Entries taken from a collection:
# # # # # # #

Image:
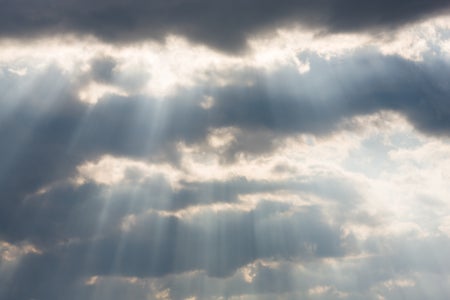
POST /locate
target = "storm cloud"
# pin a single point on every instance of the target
(140, 165)
(224, 25)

# # # # # # #

▶ [How to complete this task]:
The reply is to be all the records above, transcribed exactly, with no pictures.

▶ [Worked solution]:
Image:
POST /locate
target = "storm cloud"
# pin a single point on every instance of the target
(140, 165)
(224, 25)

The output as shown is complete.